Supplied text —
Start

BACKLOG — Phase lvl5

Build backlog

B1 (P1) level.py: append rung lint (L5); new status vocabulary {pass, fail, skip, unver}; compute_level() → new formula (level = max i: rung_i pass ∧ ∀j<i status ∈ {pass,skip}); DELETE cap_reason/capped concepts.
B2 (P1) lint executor (harness/lint.py): abra recipe lint <recipe> against the exact tested ref; hard ~60s timeout; rc+full output → lint.txt artifact; pass/fail/unver classification (missing abra / timeout / exception → unver, never pass, never skip); mirror-context handling per phase-plan §2.3 (probe abra behavior first; any filtering = named + unit-tested + DECISIONS.md).
B3 (P1) results.py: wire lint into derive_rungs + explicit intentional-vs-unintentional classification of EVERY N/A source; drop level_cap_reason/level_cap_rung from schema; skips() reflects new statuses; orchestrator (run_recipe_ci.py) runs lint executor at the tested-ref point + passes result through; verdict-neutral (R7 wrap).
B4 (P1) unit tests: rewrite test_level.py/test_results.py to new semantics incl. mission worked examples (fail-blocks → L1; intentional-skip climbs → L5; unver-blocks → L2; lint unver → L4; unclassifiable N/A → unver default); lint executor tests; old-artifact rendering compat tests.

End

Given information —

Start

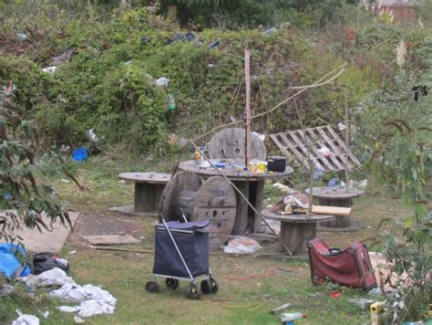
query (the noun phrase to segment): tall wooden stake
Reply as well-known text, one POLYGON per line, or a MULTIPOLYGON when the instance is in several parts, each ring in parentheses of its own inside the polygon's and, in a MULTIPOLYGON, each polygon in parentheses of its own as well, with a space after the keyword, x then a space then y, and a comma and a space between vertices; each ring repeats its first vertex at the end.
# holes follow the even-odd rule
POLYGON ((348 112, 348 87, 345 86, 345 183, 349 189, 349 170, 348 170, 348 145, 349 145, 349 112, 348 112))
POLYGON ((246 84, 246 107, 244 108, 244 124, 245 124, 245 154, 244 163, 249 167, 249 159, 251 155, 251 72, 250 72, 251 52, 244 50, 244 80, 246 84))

End

Goals —
**1)** Name every status in the new status vocabulary that the lvl5 backlog introduces.
**2)** Pick up the lvl5 backlog after its last entry and keep writing it.
The items have no connection to the lvl5 backlog.

Expected results —
**1)** pass, fail, skip, unver

**2)**
B5 (P2) card.py: 0–5 color ramp; cap line removed ("level N of 5" neutral); rung table renders ✔/✘/intentional-skip/unverified; level_badge_svg loses cap_skip third segment (badge = number+color only); tolerate old artifacts.
B6 (P2) dashboard.py: _LEVEL_COLOR 5-scale; _level_pill/badge SVG number-only; legend text; old results.json (cap_reason present, lint absent) render without KeyError.
B7 (P2) docs: results-ux.md, testing.md, recipe-customization.md §EXPECTED_NA wording — L5 ladder, de-cap semantics.
B8 (P1) DECISIONS.md: semantics change record (replaces Phase-3 "N/A caps"); N/A classification table (every derive_rungs N/A source → intentional|unintentional); mirror-filter decision for lint (if any filtering).
B9 — gate M1: claim (branch w/ P1+P2; clean tree; cold-verifiable).
B10 (P3) lint sweep over ALL enrolled recipes (scratch clones — never touch ~/.abra/recipes during builds); matrix here (pass/fail + rule hits); mechanical fixes → mirror PRs (never push main/never merge); rest → DEFERRED.md.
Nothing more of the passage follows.